→ Selected text:
Well, basically, Maggie Stiefvater takes everything you know in the series and turns it on its ear. Wow. What a trip.

It's fair to say Mister Impossible is the most serious book so far. Not that it doesn't have its hilarious moments (Hennessy's diatribe about Pennsylvania had me in stitches), but on the whole it's about maturing, self exploration and self realization. It's...a spiritual journey and has a lot of depth as a consequence. The fanciful aspects of dreams are there too, but the gravity of their plight remains front and center throughout the story.

Ronan and Hennessy must perfect their skills and abilities in order to help dreams and dreamers everywhere. It's a race against the moderator's persecution as well as the industrial developments that are choking off the essential flow of ley line energy necessary for dreams and dreamers to thrive. They can't remain like Kavinsky. All about the take. The sloppy, wasteful, 'trial and error' level they're been dreaming at their whole lives that drains the ley line to exhaustion. They _must_ advance to a grand scale of dreaming that is precise and refined, efficiently and effectively utilizing the energy with no waste of effort or outcome and the ley line none the worse for their use.

Their mentor guiding them through this learning curve, Bryde, requires them to peel back the insulating layers protecting their inner selves to do this. Because Ronan and Hennessy are a mess, cluttered with all kinds of debris inhibiting their abilities. (Kind of like the ley lines.) They can't advance without addressing the stigmas they're holding onto and there's a lot of ugly things they don't want to address, that they've always vehemently resisted dealing with and are adamant about wanting it to remain buried, consciously as well as subconsciously. And Bryde keeps reminding them they don't have the luxury to be selfish and run away from their issues. People are dying while they dither.

So the story unfolds like a complex origami being deconstructed. Each flap lifted shows a why (which is difficult to see) and the next flap their struggle to address the justifiably deep seated fears and vulnerabilities they developed as a consequence of their experience. The writing brilliantly emulates the delicate process to avoid damaging the origami's material and it remains to be seen whether a flat sheet will be left when the journey's done or whether it'll be a ragged crumpled ball of paper. Like ripping a bandaid off the stripping away of falsehoods and denial about themselves is intense and takes its toll on the dreamers, especially when the huge impediment of their self-worth is exposed.

Object pointing dataset rows:
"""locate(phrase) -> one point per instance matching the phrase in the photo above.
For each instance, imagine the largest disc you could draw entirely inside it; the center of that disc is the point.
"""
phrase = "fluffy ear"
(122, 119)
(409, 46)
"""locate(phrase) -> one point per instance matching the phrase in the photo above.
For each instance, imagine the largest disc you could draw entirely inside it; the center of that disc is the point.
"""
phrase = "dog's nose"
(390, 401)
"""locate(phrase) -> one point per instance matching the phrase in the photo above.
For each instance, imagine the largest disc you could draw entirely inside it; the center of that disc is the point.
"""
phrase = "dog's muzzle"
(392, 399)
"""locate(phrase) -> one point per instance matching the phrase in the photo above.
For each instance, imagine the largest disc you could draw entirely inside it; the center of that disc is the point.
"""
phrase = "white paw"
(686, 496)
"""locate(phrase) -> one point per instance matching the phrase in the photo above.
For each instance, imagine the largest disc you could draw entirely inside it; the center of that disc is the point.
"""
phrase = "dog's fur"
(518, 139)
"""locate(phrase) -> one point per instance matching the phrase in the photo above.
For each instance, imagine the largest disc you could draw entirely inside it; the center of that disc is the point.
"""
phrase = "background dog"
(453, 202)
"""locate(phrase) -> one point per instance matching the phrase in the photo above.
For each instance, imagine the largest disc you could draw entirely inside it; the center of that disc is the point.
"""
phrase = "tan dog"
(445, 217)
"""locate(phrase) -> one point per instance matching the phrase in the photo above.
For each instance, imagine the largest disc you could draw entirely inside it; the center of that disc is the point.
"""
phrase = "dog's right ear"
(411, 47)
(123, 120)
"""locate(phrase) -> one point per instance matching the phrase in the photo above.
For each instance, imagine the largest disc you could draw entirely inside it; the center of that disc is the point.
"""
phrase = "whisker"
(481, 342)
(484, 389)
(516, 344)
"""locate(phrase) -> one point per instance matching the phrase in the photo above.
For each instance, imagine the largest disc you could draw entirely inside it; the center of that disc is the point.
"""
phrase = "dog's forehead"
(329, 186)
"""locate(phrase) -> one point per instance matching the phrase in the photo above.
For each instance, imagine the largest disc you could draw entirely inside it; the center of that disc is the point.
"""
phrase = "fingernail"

---

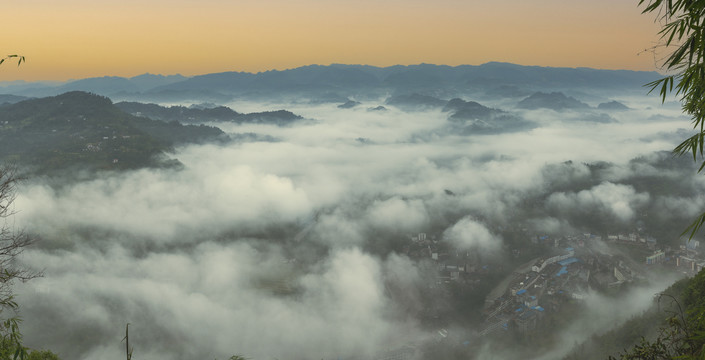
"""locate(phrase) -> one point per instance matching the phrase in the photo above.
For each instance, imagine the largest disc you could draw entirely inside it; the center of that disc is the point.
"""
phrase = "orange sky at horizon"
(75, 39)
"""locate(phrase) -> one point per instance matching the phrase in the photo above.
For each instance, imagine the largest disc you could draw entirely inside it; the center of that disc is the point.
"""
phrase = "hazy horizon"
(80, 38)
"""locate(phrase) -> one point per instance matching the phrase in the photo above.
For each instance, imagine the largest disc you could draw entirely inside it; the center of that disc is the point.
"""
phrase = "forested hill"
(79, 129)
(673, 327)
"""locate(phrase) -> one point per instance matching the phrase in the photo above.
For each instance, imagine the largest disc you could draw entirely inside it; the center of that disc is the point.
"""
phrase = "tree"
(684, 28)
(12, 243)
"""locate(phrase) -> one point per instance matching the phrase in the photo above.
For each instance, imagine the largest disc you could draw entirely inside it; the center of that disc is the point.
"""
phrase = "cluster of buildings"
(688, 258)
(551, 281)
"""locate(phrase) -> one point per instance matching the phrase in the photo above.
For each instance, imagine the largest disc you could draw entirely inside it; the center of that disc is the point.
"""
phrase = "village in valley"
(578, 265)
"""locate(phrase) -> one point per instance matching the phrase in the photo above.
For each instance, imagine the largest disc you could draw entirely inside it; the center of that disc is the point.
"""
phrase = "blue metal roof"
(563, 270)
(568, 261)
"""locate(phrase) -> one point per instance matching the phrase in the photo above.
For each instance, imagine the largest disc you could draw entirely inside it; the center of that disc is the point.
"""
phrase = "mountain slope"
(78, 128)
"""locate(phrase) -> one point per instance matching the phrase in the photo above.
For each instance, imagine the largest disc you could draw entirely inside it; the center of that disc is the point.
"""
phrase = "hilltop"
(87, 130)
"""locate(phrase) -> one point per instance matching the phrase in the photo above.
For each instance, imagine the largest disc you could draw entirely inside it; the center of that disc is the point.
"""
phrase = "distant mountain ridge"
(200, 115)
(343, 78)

---

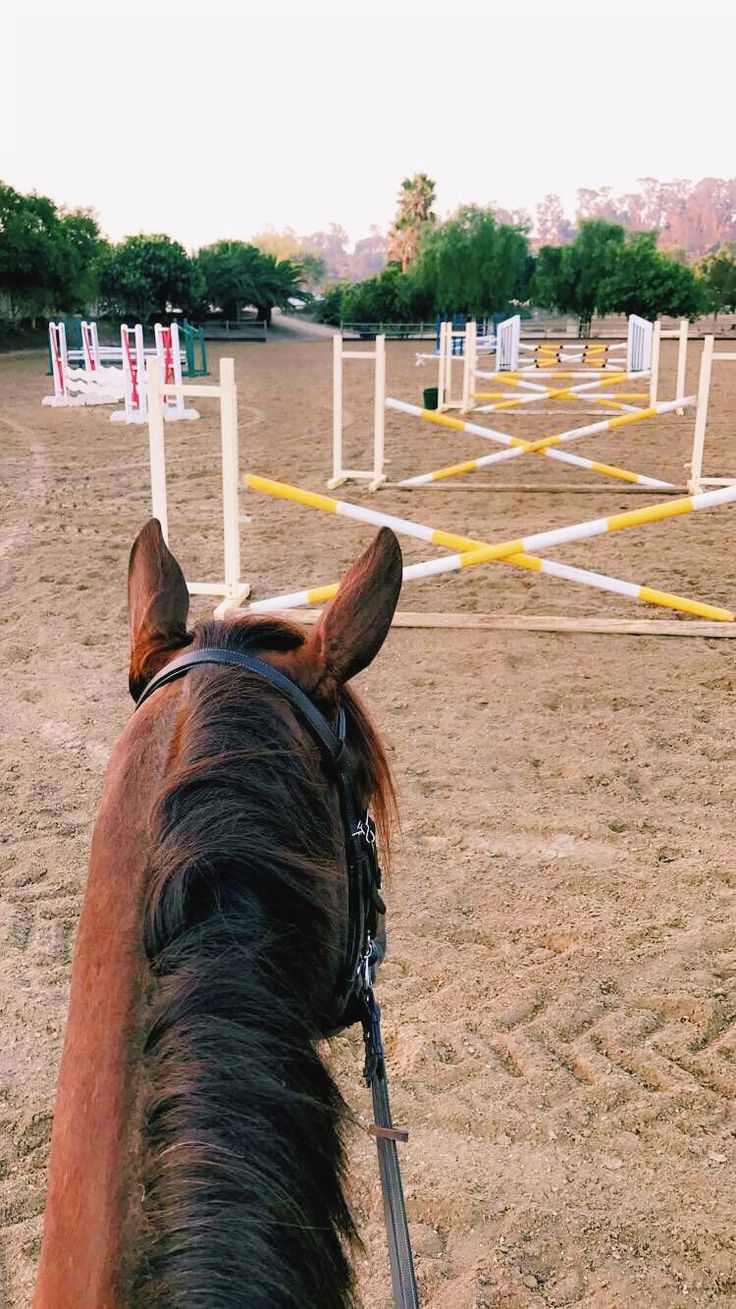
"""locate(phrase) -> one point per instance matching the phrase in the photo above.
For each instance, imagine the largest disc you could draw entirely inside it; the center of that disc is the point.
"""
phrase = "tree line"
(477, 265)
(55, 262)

→ Given task 1:
Reproduce the passage of the book review that starts at the words "Their mentor guiding" and ends after the words "while they dither.".
→ Given task 2:
List every line of the records that contains the word "mountain", matching case.
The records have no connection to the book review.

→ Correct response 1:
Their mentor guiding them through this learning curve, Bryde, requires them to peel back the insulating layers protecting their inner selves to do this. Because Ronan and Hennessy are a mess, cluttered with all kinds of debris inhibiting their abilities. (Kind of like the ley lines.) They can't advance without addressing the stigmas they're holding onto and there's a lot of ugly things they don't want to address, that they've always vehemently resisted dealing with and are adamant about wanting it to remain buried, consciously as well as subconsciously. And Bryde keeps reminding them they don't have the luxury to be selfish and run away from their issues. People are dying while they dither.

→ Correct response 2:
phrase = "mountain slope"
phrase = "distant mountain ridge"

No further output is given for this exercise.